▶ REQUIRED TASK
Tally the lines in the data below that contain the string "blue", treating uppercase and lowercase as distinct. Give only the number.

== DATA TO USE ==

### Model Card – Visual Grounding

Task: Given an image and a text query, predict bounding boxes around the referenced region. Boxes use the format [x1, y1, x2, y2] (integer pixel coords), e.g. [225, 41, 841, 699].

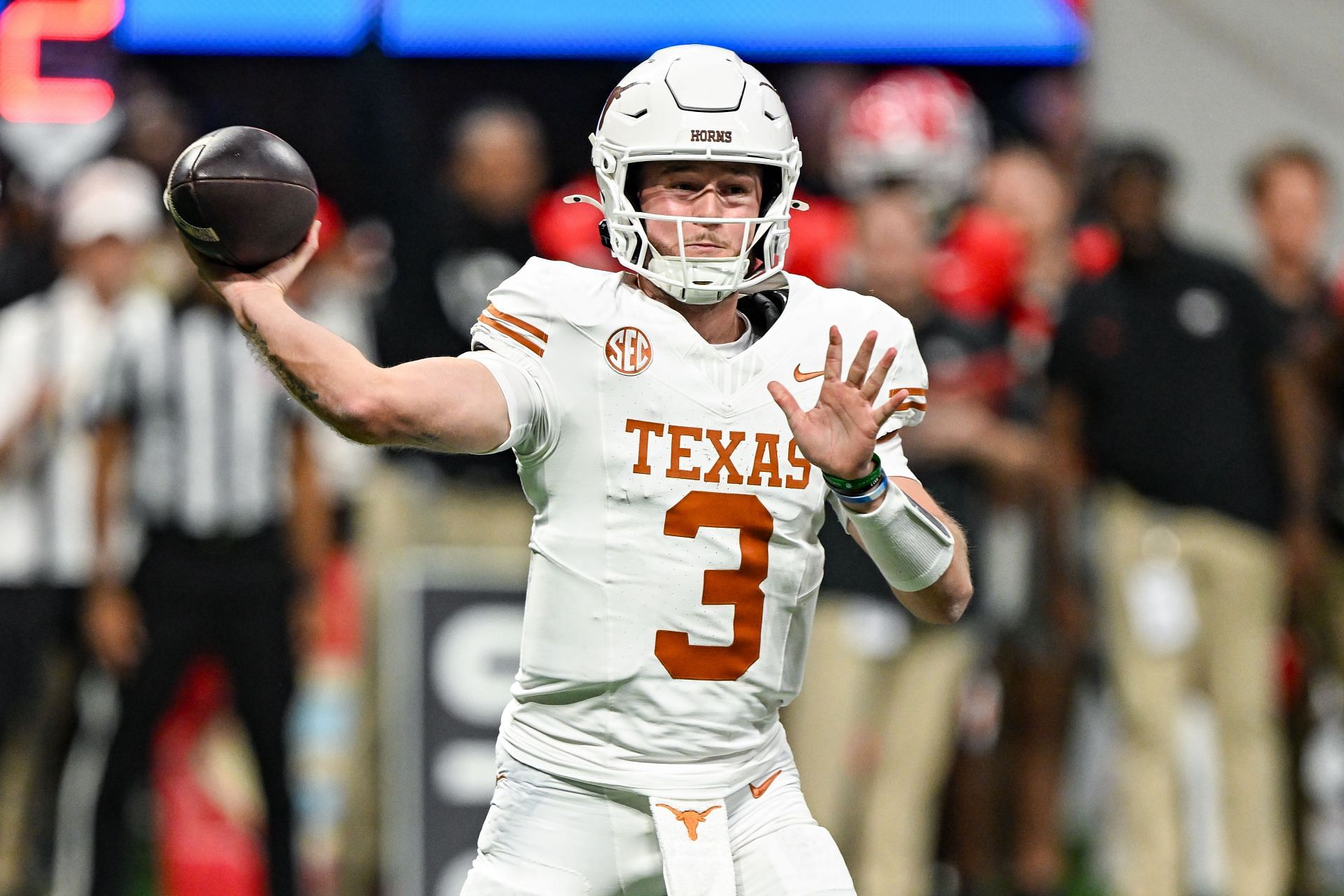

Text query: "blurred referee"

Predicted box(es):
[85, 275, 329, 896]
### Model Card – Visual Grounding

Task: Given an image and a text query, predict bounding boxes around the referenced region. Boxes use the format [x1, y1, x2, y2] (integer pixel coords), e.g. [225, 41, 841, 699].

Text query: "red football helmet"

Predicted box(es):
[832, 69, 989, 212]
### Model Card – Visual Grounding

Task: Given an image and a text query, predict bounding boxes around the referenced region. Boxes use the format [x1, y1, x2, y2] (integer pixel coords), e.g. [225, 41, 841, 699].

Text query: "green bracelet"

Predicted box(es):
[821, 454, 882, 494]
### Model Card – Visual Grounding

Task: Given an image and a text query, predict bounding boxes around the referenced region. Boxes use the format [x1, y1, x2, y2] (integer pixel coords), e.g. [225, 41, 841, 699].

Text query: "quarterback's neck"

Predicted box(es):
[636, 271, 748, 345]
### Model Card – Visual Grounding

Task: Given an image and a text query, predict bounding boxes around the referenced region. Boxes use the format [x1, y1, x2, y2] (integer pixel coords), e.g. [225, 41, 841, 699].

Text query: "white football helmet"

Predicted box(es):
[566, 44, 806, 305]
[832, 69, 989, 212]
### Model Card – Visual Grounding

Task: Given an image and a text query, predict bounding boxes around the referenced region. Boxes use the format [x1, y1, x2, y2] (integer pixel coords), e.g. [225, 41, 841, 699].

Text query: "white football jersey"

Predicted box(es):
[472, 258, 927, 797]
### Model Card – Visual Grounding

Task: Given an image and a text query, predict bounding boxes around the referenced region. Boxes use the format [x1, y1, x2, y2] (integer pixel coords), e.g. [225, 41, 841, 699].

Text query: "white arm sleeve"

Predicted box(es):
[461, 349, 556, 458]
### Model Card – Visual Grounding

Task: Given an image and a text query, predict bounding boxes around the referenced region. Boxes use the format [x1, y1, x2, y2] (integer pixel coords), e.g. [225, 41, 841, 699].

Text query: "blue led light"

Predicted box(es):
[114, 0, 1087, 64]
[113, 0, 376, 57]
[380, 0, 1086, 64]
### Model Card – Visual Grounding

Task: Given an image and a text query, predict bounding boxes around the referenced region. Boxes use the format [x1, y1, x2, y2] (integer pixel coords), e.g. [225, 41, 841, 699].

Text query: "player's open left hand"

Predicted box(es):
[181, 220, 323, 321]
[766, 326, 910, 479]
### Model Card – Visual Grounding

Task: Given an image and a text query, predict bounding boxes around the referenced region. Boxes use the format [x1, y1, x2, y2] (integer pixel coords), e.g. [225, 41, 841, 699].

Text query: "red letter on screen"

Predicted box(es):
[0, 0, 124, 124]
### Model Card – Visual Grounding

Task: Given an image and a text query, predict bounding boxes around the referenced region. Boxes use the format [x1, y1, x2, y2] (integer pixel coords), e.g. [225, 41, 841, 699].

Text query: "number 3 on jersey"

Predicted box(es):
[653, 491, 774, 681]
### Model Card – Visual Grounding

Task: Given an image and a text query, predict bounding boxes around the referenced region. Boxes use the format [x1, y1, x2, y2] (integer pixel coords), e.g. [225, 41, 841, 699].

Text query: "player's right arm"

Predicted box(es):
[188, 223, 510, 454]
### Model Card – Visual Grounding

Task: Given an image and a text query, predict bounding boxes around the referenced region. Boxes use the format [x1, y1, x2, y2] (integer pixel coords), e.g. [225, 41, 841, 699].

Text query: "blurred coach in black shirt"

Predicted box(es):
[1049, 146, 1319, 896]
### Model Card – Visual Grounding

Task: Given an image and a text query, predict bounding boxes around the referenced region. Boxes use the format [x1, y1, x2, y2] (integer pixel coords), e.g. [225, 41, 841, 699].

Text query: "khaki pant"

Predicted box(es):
[783, 601, 974, 896]
[1097, 488, 1292, 896]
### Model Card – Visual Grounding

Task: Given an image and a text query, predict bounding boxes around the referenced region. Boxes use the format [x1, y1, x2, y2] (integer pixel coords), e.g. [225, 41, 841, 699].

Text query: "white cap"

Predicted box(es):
[57, 158, 162, 246]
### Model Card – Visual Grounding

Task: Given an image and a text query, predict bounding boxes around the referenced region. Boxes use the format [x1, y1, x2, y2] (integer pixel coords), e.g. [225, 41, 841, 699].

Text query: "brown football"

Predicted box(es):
[164, 125, 317, 270]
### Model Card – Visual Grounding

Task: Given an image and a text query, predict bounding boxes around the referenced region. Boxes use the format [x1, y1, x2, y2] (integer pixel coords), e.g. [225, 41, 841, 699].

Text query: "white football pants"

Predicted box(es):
[462, 751, 855, 896]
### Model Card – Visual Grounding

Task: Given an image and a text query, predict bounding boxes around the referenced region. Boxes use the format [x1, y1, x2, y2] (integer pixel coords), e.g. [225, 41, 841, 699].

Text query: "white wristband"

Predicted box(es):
[844, 482, 954, 591]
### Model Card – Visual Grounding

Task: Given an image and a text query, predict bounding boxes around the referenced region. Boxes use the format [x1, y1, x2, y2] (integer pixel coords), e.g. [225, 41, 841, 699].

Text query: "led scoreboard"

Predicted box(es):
[0, 0, 1087, 122]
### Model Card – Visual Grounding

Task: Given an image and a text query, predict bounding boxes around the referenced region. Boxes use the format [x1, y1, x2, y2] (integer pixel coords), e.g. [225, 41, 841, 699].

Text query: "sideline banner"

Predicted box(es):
[378, 550, 527, 896]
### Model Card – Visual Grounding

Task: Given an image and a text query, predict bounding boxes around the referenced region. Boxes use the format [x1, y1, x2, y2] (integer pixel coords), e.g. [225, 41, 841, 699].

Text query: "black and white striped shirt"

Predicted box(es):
[0, 276, 126, 587]
[94, 294, 304, 539]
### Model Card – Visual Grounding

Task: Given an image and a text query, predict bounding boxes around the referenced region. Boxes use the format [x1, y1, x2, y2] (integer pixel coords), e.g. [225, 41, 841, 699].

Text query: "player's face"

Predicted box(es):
[638, 161, 761, 258]
[1255, 165, 1329, 262]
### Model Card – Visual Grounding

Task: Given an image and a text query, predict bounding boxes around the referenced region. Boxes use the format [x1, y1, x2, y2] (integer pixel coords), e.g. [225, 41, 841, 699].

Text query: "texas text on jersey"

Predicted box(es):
[473, 259, 927, 797]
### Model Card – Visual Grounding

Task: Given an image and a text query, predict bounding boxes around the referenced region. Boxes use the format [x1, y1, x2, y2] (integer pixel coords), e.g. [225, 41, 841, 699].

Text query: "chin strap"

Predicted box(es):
[738, 288, 789, 339]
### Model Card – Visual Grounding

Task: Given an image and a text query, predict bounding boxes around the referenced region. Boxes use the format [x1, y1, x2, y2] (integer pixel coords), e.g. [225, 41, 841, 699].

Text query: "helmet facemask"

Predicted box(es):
[578, 140, 801, 305]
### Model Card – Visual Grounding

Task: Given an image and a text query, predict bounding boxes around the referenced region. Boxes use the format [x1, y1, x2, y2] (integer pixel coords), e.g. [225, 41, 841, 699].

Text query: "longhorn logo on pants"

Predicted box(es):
[657, 804, 723, 839]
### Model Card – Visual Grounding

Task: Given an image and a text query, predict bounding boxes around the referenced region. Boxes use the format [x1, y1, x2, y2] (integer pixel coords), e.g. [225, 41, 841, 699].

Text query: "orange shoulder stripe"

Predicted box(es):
[476, 314, 546, 357]
[485, 302, 547, 342]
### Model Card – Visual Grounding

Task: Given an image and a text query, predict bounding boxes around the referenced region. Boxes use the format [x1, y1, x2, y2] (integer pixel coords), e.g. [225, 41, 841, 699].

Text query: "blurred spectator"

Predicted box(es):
[1242, 142, 1344, 880]
[85, 265, 329, 896]
[348, 101, 547, 892]
[980, 146, 1074, 326]
[1242, 144, 1334, 326]
[0, 158, 161, 892]
[786, 187, 1031, 896]
[964, 146, 1084, 896]
[1047, 145, 1316, 896]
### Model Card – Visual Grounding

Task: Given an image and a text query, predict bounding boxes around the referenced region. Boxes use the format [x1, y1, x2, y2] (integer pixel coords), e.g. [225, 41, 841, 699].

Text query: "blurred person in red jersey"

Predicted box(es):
[817, 69, 1113, 893]
[790, 69, 1040, 893]
[788, 186, 1033, 896]
[1047, 145, 1319, 896]
[1242, 142, 1344, 881]
[0, 158, 162, 892]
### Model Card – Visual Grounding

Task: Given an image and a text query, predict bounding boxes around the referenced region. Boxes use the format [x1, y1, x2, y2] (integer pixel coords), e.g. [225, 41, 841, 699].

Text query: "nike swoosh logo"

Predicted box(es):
[748, 769, 783, 799]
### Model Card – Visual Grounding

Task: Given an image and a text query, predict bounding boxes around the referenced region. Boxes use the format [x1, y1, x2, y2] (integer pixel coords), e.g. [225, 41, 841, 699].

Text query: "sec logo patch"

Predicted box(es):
[606, 326, 653, 376]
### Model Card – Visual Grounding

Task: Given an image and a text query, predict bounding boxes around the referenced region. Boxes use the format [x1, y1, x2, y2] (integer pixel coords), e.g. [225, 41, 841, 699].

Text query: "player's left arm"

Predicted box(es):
[769, 326, 973, 622]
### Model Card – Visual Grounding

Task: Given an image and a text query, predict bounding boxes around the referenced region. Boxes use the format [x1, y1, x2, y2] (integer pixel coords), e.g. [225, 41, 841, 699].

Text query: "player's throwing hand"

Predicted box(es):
[766, 326, 910, 479]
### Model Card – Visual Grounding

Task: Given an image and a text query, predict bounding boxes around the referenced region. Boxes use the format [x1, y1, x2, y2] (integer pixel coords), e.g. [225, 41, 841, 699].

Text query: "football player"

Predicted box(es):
[184, 46, 972, 896]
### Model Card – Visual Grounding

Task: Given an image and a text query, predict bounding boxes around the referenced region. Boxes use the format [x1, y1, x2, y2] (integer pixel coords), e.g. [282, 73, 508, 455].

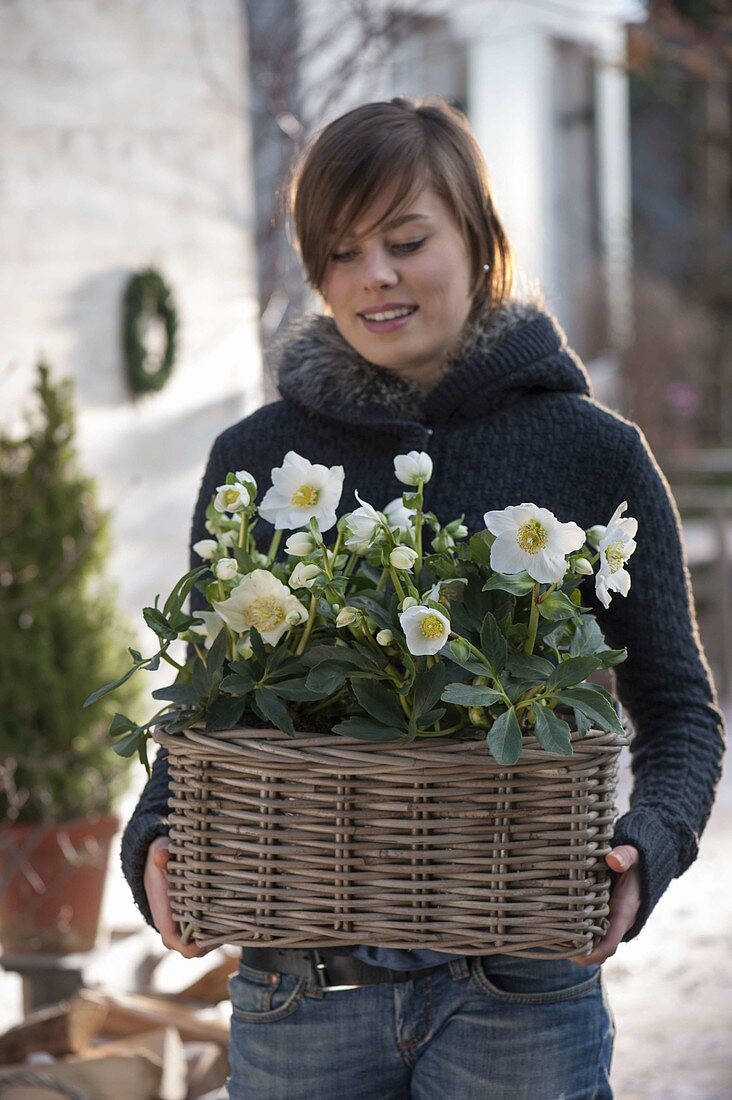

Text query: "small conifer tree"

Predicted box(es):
[0, 363, 139, 822]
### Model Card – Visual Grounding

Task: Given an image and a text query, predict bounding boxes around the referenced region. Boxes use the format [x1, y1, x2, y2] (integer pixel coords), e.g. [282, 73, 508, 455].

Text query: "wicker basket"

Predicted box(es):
[155, 727, 627, 958]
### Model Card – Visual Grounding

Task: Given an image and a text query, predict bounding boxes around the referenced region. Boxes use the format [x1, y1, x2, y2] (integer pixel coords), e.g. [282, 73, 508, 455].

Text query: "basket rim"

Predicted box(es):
[152, 723, 630, 770]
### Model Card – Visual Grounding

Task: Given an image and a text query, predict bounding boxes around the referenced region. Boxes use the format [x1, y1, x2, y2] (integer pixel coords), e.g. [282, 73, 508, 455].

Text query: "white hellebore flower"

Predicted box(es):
[259, 451, 345, 531]
[343, 492, 381, 554]
[384, 496, 414, 531]
[214, 558, 238, 581]
[193, 539, 219, 561]
[214, 482, 250, 512]
[212, 569, 307, 646]
[189, 612, 223, 649]
[287, 561, 323, 589]
[594, 501, 638, 607]
[221, 529, 239, 547]
[285, 531, 315, 558]
[483, 504, 584, 584]
[400, 604, 450, 657]
[389, 547, 419, 570]
[394, 451, 433, 485]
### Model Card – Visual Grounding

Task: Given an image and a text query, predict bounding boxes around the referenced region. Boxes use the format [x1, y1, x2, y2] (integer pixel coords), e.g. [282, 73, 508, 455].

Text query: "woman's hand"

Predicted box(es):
[570, 844, 641, 966]
[144, 836, 207, 959]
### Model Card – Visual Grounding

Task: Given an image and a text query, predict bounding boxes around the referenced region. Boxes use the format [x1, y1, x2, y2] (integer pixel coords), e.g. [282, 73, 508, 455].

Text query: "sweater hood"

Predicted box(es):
[274, 290, 591, 425]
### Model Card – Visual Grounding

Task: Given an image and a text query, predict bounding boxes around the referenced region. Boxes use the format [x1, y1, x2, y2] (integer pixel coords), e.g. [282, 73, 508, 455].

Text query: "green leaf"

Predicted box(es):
[253, 688, 295, 737]
[351, 680, 406, 727]
[206, 695, 247, 733]
[556, 684, 625, 735]
[332, 718, 406, 741]
[538, 592, 580, 623]
[220, 661, 254, 695]
[163, 565, 210, 616]
[485, 707, 523, 765]
[506, 653, 554, 682]
[546, 657, 600, 691]
[109, 714, 138, 737]
[468, 531, 495, 568]
[480, 612, 507, 677]
[267, 680, 319, 703]
[440, 640, 490, 677]
[152, 683, 200, 706]
[532, 703, 572, 756]
[413, 661, 447, 717]
[84, 664, 142, 706]
[142, 607, 177, 641]
[305, 661, 353, 697]
[482, 573, 534, 596]
[302, 645, 379, 671]
[112, 726, 145, 757]
[440, 684, 502, 706]
[419, 706, 447, 729]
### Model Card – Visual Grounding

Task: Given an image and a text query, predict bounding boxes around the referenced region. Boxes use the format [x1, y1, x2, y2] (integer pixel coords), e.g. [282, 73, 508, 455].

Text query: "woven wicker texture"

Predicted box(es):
[156, 728, 626, 958]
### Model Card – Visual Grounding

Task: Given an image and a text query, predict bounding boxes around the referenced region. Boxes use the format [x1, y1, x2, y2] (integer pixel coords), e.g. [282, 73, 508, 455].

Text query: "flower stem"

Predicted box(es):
[160, 649, 184, 672]
[389, 565, 406, 603]
[524, 581, 540, 653]
[266, 530, 282, 567]
[295, 595, 318, 657]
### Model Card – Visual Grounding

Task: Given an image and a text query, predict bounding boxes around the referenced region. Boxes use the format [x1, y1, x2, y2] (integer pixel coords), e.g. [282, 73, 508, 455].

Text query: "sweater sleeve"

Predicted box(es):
[121, 440, 228, 927]
[597, 428, 725, 941]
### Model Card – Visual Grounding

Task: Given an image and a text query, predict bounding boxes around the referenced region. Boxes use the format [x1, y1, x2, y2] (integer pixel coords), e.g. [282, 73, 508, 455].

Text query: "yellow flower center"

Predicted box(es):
[247, 596, 285, 634]
[605, 542, 625, 573]
[291, 485, 318, 508]
[518, 519, 549, 553]
[419, 615, 445, 638]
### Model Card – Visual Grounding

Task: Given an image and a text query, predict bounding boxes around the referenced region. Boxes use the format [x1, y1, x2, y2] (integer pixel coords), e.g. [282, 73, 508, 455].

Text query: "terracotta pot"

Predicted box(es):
[0, 815, 120, 955]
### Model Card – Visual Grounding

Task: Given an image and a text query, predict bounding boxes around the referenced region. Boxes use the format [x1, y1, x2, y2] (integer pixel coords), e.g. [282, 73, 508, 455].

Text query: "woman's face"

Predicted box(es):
[320, 187, 471, 389]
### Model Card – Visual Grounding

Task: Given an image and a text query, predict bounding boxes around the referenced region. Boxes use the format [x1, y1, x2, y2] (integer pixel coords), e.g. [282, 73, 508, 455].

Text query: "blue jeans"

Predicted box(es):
[228, 955, 615, 1100]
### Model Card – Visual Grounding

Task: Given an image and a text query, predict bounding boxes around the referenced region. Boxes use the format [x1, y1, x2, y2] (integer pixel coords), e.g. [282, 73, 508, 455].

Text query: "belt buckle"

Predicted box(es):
[310, 947, 360, 992]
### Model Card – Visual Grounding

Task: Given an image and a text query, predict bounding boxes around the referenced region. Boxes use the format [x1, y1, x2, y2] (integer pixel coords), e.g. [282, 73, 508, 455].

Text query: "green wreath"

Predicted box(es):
[122, 267, 178, 394]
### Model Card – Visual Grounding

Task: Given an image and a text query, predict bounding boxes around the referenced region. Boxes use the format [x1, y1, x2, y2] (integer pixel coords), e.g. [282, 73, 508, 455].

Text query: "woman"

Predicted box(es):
[123, 99, 723, 1100]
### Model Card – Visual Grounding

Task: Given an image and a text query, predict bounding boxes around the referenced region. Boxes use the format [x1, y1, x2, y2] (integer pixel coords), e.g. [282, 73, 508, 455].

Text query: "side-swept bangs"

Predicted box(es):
[289, 97, 514, 314]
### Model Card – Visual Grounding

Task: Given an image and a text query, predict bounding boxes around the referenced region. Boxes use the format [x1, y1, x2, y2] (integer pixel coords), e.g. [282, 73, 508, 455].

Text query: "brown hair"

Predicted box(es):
[289, 96, 514, 316]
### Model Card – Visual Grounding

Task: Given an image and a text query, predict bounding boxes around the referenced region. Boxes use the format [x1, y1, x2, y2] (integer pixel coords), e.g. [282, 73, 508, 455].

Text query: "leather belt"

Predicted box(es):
[241, 947, 438, 989]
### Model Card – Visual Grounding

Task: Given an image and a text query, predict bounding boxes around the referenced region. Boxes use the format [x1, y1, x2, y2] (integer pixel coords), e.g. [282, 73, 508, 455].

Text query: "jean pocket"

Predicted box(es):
[471, 955, 601, 1004]
[229, 963, 307, 1024]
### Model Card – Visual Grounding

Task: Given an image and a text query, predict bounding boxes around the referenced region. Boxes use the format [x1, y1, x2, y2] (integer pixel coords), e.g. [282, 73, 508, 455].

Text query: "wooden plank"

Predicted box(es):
[0, 998, 108, 1065]
[78, 990, 229, 1046]
[0, 1054, 162, 1100]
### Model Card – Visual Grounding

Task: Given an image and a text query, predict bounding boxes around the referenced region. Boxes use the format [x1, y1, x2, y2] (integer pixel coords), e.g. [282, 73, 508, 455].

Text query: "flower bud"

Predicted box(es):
[587, 524, 608, 547]
[288, 561, 321, 589]
[193, 539, 219, 561]
[468, 706, 490, 728]
[450, 638, 470, 661]
[285, 531, 315, 558]
[336, 607, 360, 627]
[389, 547, 419, 570]
[214, 558, 238, 581]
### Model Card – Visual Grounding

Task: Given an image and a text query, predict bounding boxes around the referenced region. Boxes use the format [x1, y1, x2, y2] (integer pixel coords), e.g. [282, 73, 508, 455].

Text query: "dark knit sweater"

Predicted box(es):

===

▶ REPLY
2